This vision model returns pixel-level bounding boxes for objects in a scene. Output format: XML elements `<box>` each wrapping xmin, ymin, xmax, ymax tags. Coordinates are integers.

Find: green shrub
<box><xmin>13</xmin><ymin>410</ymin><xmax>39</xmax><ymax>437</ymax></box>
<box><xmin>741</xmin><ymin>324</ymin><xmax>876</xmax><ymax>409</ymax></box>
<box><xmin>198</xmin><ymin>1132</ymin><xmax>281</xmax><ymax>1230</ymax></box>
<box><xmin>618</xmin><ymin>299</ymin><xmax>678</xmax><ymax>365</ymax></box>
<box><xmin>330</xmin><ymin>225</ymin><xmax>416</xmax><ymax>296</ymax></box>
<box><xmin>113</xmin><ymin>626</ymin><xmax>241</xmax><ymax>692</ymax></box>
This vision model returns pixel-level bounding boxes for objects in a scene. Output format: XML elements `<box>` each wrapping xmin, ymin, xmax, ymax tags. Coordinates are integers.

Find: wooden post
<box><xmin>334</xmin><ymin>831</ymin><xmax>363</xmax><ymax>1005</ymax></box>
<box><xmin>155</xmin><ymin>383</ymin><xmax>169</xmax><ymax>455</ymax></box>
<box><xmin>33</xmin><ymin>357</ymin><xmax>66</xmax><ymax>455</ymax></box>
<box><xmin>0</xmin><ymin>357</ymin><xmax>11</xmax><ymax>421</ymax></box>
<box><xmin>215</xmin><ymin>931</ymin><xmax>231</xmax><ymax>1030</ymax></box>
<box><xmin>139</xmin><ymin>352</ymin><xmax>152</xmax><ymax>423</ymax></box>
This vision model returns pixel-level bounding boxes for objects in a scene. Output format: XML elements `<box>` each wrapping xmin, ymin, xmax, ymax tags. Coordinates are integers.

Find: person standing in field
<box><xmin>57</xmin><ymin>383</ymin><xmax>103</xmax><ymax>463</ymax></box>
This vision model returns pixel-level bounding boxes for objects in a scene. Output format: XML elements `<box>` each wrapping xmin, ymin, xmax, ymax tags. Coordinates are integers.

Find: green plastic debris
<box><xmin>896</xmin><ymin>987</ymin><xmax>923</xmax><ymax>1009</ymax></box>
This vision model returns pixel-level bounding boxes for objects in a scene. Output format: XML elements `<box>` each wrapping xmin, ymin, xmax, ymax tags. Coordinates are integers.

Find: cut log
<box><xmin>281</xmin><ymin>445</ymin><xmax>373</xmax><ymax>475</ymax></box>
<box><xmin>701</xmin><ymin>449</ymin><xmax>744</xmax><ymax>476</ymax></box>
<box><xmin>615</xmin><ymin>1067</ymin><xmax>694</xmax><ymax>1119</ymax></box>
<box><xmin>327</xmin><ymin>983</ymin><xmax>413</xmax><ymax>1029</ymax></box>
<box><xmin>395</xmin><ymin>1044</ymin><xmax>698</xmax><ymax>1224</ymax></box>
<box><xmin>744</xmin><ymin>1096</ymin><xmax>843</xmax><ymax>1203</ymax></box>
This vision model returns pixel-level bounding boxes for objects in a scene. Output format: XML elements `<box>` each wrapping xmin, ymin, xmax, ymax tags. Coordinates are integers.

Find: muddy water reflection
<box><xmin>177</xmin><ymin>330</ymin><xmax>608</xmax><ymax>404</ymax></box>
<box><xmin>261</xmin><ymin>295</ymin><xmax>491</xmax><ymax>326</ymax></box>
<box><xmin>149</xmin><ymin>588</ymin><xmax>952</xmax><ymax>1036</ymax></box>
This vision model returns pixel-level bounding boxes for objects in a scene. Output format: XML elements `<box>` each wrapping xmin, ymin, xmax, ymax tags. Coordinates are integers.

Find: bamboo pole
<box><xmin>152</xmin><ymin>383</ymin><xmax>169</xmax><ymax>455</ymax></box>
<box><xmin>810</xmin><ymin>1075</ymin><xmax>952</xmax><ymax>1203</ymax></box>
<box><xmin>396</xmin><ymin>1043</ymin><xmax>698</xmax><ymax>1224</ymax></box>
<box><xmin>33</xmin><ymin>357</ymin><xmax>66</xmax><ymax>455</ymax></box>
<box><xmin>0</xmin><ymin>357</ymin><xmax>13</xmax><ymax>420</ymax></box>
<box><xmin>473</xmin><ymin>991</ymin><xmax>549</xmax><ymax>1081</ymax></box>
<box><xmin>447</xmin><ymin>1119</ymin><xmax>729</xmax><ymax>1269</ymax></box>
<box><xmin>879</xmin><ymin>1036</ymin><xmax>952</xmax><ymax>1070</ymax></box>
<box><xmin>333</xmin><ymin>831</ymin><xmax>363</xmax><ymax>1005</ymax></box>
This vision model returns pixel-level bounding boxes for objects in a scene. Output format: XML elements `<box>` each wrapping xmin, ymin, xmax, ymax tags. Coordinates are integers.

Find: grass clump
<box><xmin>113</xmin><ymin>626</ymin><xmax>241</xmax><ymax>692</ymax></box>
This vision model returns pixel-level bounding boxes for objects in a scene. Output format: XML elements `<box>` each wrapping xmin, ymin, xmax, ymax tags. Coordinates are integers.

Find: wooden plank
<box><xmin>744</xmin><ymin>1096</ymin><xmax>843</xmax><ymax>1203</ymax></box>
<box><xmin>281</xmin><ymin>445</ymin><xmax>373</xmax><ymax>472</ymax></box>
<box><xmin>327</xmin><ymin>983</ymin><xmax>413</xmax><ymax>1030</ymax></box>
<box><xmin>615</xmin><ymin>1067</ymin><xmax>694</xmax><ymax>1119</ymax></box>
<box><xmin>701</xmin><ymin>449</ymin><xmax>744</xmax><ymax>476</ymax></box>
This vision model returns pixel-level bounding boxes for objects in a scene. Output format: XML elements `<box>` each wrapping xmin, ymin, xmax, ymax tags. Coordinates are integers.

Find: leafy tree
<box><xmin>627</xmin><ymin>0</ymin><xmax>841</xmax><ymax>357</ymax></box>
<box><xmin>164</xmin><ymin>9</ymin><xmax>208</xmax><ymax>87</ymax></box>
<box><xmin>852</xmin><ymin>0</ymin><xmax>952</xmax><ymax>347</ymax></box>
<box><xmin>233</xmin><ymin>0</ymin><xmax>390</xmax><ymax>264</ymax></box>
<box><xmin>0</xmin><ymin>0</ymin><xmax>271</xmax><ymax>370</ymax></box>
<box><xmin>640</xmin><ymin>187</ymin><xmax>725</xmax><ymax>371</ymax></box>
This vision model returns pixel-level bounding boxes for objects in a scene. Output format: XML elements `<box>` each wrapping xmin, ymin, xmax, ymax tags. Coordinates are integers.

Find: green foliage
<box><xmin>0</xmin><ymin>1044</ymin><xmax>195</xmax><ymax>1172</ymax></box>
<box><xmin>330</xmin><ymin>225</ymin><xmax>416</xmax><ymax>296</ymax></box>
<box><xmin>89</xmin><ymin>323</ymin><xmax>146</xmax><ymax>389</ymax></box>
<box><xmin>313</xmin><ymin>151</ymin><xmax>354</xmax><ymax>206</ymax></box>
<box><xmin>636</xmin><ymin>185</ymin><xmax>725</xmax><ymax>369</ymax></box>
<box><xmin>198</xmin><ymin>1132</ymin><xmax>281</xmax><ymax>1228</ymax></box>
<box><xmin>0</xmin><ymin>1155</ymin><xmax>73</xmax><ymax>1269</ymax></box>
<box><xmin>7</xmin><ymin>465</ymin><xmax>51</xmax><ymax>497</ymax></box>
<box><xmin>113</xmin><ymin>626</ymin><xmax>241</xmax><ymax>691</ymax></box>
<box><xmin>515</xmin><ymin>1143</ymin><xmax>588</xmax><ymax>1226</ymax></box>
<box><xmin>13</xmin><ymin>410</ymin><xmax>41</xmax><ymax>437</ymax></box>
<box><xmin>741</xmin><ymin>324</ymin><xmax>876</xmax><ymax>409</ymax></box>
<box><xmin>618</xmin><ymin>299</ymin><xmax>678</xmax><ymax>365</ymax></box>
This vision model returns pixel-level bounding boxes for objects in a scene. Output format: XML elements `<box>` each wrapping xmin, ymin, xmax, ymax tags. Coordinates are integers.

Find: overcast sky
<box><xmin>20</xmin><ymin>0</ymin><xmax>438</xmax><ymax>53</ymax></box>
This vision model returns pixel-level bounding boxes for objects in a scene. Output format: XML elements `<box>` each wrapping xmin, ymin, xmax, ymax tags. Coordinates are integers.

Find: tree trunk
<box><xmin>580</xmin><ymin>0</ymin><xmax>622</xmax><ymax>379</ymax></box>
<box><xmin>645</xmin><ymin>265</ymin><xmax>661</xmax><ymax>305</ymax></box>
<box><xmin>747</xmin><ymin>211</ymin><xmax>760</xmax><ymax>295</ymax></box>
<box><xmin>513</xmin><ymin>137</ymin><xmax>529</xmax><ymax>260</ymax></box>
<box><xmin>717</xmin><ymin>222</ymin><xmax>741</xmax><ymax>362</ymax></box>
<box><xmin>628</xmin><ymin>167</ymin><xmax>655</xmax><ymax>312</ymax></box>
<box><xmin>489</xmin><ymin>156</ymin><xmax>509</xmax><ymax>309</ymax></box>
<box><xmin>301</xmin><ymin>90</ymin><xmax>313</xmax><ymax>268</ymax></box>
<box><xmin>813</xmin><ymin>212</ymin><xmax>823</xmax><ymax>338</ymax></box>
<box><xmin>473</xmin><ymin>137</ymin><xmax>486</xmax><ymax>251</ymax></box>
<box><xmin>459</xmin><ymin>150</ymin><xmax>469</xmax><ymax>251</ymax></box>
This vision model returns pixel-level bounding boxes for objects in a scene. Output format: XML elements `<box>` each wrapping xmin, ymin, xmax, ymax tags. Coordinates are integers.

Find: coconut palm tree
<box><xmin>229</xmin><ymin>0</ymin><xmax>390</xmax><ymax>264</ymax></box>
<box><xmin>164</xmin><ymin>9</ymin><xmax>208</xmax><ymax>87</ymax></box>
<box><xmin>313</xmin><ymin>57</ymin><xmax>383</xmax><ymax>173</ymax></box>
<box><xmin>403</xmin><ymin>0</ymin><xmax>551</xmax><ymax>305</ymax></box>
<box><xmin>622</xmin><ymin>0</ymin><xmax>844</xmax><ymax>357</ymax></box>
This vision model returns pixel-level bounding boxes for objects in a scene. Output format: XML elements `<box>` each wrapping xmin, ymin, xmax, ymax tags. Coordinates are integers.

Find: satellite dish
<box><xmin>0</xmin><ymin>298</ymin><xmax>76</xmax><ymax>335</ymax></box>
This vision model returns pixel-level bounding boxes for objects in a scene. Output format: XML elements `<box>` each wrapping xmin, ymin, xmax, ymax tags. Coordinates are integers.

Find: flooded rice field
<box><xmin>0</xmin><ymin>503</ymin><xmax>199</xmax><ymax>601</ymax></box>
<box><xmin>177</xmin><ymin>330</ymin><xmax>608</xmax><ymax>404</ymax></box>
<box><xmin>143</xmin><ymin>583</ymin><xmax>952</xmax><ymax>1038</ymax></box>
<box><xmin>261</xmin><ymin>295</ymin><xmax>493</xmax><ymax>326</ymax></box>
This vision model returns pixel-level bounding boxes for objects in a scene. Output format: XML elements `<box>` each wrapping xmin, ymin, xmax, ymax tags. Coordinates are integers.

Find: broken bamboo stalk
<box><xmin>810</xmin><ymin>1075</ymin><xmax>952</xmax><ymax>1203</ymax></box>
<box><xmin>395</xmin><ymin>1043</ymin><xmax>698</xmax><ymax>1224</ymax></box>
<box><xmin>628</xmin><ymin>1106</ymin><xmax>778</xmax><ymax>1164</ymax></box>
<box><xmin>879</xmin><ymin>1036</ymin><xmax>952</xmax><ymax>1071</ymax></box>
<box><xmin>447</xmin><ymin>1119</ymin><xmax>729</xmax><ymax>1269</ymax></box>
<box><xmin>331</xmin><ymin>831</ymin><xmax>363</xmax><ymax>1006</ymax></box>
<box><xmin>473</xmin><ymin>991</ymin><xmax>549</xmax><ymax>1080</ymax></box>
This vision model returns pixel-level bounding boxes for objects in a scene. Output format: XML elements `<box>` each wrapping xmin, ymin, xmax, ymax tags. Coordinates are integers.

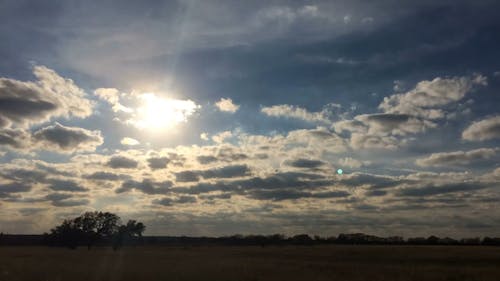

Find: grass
<box><xmin>0</xmin><ymin>245</ymin><xmax>500</xmax><ymax>281</ymax></box>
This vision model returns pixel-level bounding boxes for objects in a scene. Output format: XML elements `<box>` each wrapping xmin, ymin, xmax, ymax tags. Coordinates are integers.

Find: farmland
<box><xmin>0</xmin><ymin>245</ymin><xmax>500</xmax><ymax>281</ymax></box>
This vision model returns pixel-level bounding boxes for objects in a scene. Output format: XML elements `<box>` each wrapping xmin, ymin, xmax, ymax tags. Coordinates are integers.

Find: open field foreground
<box><xmin>0</xmin><ymin>245</ymin><xmax>500</xmax><ymax>281</ymax></box>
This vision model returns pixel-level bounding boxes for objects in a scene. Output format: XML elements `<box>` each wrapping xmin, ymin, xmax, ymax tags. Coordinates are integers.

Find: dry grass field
<box><xmin>0</xmin><ymin>245</ymin><xmax>500</xmax><ymax>281</ymax></box>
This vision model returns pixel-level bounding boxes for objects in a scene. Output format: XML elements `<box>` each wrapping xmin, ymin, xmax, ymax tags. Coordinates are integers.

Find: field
<box><xmin>0</xmin><ymin>245</ymin><xmax>500</xmax><ymax>281</ymax></box>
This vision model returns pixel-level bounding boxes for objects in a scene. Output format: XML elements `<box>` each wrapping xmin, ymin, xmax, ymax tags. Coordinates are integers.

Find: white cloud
<box><xmin>212</xmin><ymin>131</ymin><xmax>233</xmax><ymax>143</ymax></box>
<box><xmin>332</xmin><ymin>74</ymin><xmax>487</xmax><ymax>149</ymax></box>
<box><xmin>462</xmin><ymin>116</ymin><xmax>500</xmax><ymax>141</ymax></box>
<box><xmin>0</xmin><ymin>66</ymin><xmax>93</xmax><ymax>127</ymax></box>
<box><xmin>261</xmin><ymin>104</ymin><xmax>329</xmax><ymax>122</ymax></box>
<box><xmin>379</xmin><ymin>75</ymin><xmax>487</xmax><ymax>119</ymax></box>
<box><xmin>32</xmin><ymin>123</ymin><xmax>103</xmax><ymax>153</ymax></box>
<box><xmin>126</xmin><ymin>93</ymin><xmax>201</xmax><ymax>129</ymax></box>
<box><xmin>120</xmin><ymin>137</ymin><xmax>140</xmax><ymax>146</ymax></box>
<box><xmin>94</xmin><ymin>88</ymin><xmax>133</xmax><ymax>112</ymax></box>
<box><xmin>215</xmin><ymin>98</ymin><xmax>240</xmax><ymax>113</ymax></box>
<box><xmin>339</xmin><ymin>157</ymin><xmax>363</xmax><ymax>168</ymax></box>
<box><xmin>416</xmin><ymin>148</ymin><xmax>499</xmax><ymax>167</ymax></box>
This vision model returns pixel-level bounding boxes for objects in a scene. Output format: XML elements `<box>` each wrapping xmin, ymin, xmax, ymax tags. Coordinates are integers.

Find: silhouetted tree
<box><xmin>113</xmin><ymin>220</ymin><xmax>146</xmax><ymax>251</ymax></box>
<box><xmin>46</xmin><ymin>212</ymin><xmax>146</xmax><ymax>250</ymax></box>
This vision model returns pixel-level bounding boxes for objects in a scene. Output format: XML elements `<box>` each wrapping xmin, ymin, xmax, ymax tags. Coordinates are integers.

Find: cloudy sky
<box><xmin>0</xmin><ymin>0</ymin><xmax>500</xmax><ymax>237</ymax></box>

_____

# What the task asks:
Which lines in the listing above contain the word "bamboo"? Show each of them in full.

# Task result:
Find: bamboo pole
Find: broken bamboo stalk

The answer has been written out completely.